▶ **What is needed**
Exactly as written, please repeat the data that follows, but not the pictures.

▶ **Supplied material**
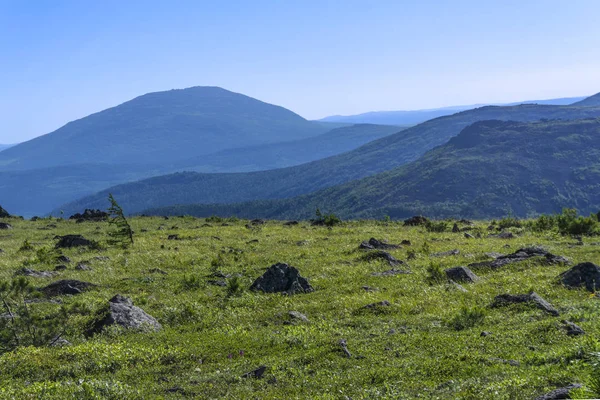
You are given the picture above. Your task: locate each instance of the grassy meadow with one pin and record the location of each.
(426, 344)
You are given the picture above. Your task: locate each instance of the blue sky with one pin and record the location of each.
(62, 60)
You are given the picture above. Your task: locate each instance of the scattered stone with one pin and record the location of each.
(90, 215)
(585, 274)
(561, 393)
(122, 312)
(382, 255)
(35, 274)
(344, 345)
(157, 271)
(283, 278)
(66, 286)
(521, 255)
(454, 252)
(503, 235)
(298, 316)
(461, 274)
(513, 363)
(417, 220)
(506, 299)
(383, 303)
(573, 329)
(391, 272)
(257, 373)
(68, 241)
(377, 244)
(63, 259)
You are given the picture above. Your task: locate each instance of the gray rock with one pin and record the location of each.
(506, 299)
(281, 278)
(66, 286)
(123, 313)
(561, 393)
(68, 241)
(35, 274)
(382, 255)
(257, 373)
(461, 274)
(377, 244)
(454, 252)
(298, 316)
(585, 274)
(573, 329)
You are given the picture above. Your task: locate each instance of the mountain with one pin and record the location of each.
(163, 127)
(38, 191)
(280, 155)
(374, 157)
(592, 101)
(491, 169)
(419, 116)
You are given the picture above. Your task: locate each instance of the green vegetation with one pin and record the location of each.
(426, 342)
(373, 158)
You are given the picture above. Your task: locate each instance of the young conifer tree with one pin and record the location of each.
(124, 234)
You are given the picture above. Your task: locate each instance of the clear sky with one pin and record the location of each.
(61, 60)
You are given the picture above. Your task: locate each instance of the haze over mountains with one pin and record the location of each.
(418, 116)
(375, 157)
(491, 169)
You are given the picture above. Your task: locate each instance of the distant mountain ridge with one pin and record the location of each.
(491, 169)
(375, 157)
(163, 127)
(414, 117)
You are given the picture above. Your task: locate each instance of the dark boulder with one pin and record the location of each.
(417, 220)
(377, 244)
(281, 278)
(69, 241)
(461, 274)
(559, 394)
(66, 286)
(90, 216)
(585, 274)
(506, 299)
(123, 313)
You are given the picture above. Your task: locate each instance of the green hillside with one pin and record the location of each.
(492, 169)
(163, 127)
(377, 156)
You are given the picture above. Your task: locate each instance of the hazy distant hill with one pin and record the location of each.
(281, 155)
(163, 127)
(418, 116)
(40, 190)
(491, 169)
(377, 156)
(593, 101)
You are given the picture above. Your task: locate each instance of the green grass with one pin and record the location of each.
(427, 344)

▶ **Task solution**
You are given the picture above. Your task: locate each instance of the grassy meadow with one pin and record the location of each.
(426, 344)
You are given the picture above. Your task: locate each instance of the blue sky with one pin and record the location of each.
(62, 60)
You are given the picture above. Your task: locate each instance of the scattered stone with one pin and record the location of each.
(90, 215)
(585, 274)
(561, 393)
(122, 312)
(382, 255)
(35, 274)
(344, 345)
(157, 271)
(283, 278)
(66, 286)
(521, 255)
(454, 252)
(503, 235)
(298, 316)
(461, 274)
(513, 363)
(417, 220)
(506, 299)
(383, 303)
(573, 329)
(391, 272)
(257, 373)
(68, 241)
(377, 244)
(63, 259)
You are given the picture above. Your task: locate each instance of the gray rock with one pin and record the location of each.
(506, 299)
(281, 278)
(66, 286)
(123, 313)
(561, 393)
(68, 241)
(35, 274)
(382, 255)
(257, 373)
(461, 274)
(377, 244)
(454, 252)
(298, 316)
(585, 274)
(573, 329)
You are given the picture above. Your task: locate each instance of the mountain with one pin and record the location of each.
(163, 127)
(38, 191)
(280, 155)
(374, 157)
(592, 101)
(491, 169)
(419, 116)
You are given the picture above. Your task: locate each instance of the green vegetation with one pin and record the location of each.
(426, 342)
(373, 158)
You are given the picture above. Your task: locate each instance of the young conifer tree with one pin and record the location of each.
(124, 234)
You are given the picture above. Your task: locate each instance of the clear sky with one pin and record the location of each.
(61, 60)
You are given the picture above. Your task: locate each instance of the haze over mountains with one pin and record the location of each.
(418, 116)
(375, 157)
(491, 169)
You are given the picture above. Your task: locate each instance of the distant mountain ridge with one pin and record the location of each.
(491, 169)
(375, 157)
(163, 127)
(414, 117)
You are given the picture above. Your task: locate each instance of the dark boulder with one pin and record the location of each.
(417, 220)
(377, 244)
(281, 278)
(69, 241)
(461, 274)
(559, 394)
(66, 286)
(90, 216)
(585, 274)
(506, 299)
(123, 313)
You are given the picture above. Your task: locate each instance of the green hillside with one pin and record the location of each.
(492, 169)
(163, 127)
(377, 156)
You are given the picture above. Your task: locate each instance of the hazy distant hill with one pin and record the location of each.
(281, 155)
(163, 127)
(418, 116)
(40, 190)
(491, 169)
(377, 156)
(593, 101)
You are given the picture above. Your task: locate each instance of the green grass with one pin and record the location of each.
(427, 344)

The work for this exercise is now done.